*The data:*
- - - - - - -

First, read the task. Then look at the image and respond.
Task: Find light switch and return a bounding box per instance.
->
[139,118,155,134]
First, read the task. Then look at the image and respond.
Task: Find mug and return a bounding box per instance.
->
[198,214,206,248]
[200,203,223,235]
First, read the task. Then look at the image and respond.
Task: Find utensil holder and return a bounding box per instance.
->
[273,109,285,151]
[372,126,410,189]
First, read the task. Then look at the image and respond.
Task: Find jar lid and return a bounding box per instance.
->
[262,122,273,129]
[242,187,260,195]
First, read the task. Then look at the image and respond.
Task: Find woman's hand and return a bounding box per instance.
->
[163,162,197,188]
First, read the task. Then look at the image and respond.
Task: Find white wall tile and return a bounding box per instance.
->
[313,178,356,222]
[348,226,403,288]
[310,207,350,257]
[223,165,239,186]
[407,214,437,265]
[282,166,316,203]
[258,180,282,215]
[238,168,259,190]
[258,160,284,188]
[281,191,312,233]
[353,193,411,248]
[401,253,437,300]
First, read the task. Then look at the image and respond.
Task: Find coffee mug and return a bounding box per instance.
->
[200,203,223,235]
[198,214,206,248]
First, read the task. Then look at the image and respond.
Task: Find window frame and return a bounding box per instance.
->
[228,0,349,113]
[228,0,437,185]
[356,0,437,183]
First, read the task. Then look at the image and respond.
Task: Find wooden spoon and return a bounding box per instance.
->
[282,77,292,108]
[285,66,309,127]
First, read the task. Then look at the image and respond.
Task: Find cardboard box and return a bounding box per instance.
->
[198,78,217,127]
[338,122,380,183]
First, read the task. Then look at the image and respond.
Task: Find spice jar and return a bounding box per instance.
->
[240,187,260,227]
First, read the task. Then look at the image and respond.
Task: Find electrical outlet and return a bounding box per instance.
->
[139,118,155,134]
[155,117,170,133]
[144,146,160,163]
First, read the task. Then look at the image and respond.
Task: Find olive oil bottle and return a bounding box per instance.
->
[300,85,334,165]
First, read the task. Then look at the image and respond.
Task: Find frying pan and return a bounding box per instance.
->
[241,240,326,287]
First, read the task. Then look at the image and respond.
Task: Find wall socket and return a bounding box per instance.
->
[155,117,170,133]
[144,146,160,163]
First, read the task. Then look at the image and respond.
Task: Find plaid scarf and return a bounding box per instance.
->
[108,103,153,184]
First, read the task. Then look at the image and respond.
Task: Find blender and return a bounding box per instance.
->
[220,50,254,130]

- - - - - - -

*Activity:*
Return every line from the entries that holds the string "wall".

*Output below:*
Task: Find white wall tile and return a bounding box per instance.
Task: Find wall socket and return a bounding box per instance.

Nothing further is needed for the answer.